| Activities |
1. Say whether each statement agrees with the text on freelance writing below, answering yes or no and quoting the deciding words from it: (a) It says freelance writers can work from home. (b) It says anybody can be a successful freelance writer. (c) Its writer says they would make a good surgeon.
2. From the text on freelance writing below, write out word for word the part that opens with the words containing "The issue is" and closes with "why you shouldn’t.".

| Text |
Why You Should Not Become a Freelance Writer
Type “freelance writing” into your Google search bar, and you’ll be assaulted with thousands of articles detailing the joys of freelancing. Titles like, How to make a full-time income as a freelance writer, and, 5 Reasons You’ll Love Freelancing make this job seem a lot more glamorous than it often is.
Don’t get me wrong, there is a lot to love about freelance writing, namely the freedom it represents. You can work from home, have flexible hours, and there’s no boss breathing down the back of your neck.
But, there’s also a lot to dislike about freelance writing. Mommy bloggers and self-help gurus looking to sell their e-books will tell you that anybody can be a freelance writer. Which, technically, is true, but not everyone can be a successful freelance writer.
Freelance writing is still just a job, and it's not a one size fits all. Not everyone is capable of thriving as a freelance writer, just like not everyone would be happy as a nurse, welder or lawyer. I, for instance, would be a terrible surgeon— I can’t stand the pressure of holding someone’s life in my hands, and I tend to have a weak stomach.
The issue is that anybody looking to start freelance writing is only ever given the positives, so they’re later blindsided by the negatives that accompany this job. Some of them, falsely believing that anybody could be happy as a freelance writer, will be unprepared for the moment they realize they hate it.
I’m not trying to discourage anyone, but I also want to discuss the reality of freelance writing, rather than only the best case scenario. There are plenty of reasons why you should become a freelance writer, but there are also plenty of reasons why you shouldn’t.

| Provided records |
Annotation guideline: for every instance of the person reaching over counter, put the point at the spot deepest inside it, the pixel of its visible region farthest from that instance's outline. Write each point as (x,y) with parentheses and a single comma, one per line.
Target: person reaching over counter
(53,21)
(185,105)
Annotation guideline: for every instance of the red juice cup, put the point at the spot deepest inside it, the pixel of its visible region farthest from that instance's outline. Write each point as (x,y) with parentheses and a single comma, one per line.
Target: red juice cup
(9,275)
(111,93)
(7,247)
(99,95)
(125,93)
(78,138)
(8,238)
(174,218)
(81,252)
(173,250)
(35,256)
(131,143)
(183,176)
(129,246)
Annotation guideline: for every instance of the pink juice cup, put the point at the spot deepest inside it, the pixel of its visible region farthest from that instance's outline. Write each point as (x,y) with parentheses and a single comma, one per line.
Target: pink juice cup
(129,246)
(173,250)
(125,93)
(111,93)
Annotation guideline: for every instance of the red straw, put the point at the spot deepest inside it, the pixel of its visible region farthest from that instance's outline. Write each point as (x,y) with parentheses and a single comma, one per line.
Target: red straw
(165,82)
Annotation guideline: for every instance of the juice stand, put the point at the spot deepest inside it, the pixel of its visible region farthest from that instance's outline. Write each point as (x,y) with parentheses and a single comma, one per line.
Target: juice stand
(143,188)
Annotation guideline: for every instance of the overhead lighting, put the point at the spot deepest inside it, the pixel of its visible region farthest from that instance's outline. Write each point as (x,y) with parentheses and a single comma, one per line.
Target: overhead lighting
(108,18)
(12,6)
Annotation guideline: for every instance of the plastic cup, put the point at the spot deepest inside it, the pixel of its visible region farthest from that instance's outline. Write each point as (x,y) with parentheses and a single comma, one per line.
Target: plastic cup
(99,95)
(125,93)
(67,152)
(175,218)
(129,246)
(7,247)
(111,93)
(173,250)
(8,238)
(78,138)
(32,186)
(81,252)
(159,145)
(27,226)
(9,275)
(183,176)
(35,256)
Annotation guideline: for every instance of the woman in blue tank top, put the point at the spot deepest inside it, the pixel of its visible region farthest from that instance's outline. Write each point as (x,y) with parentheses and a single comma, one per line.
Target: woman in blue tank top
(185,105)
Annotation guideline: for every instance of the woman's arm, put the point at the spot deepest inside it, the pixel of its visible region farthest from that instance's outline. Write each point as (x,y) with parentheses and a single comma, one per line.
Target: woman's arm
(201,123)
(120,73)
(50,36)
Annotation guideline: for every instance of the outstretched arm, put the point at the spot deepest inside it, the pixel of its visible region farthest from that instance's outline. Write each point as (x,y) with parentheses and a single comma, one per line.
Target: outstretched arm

| Results of the tasks |
1.
(a) Yes: "You can work from home"
(b) No: "not everyone can be a successful freelance writer"
(c) No: "I, for instance, would be a terrible surgeon"

2.
The issue is that anybody looking to start freelance writing is only ever given the positives, so they’re later blindsided by the negatives that accompany this job. Some of them, falsely believing that anybody could be happy as a freelance writer, will be unprepared for the moment they realize they hate it.
I’m not trying to discourage anyone, but I also want to discuss the reality of freelance writing, rather than only the best case scenario. There are plenty of reasons why you should become a freelance writer, but there are also plenty of reasons why you shouldn’t.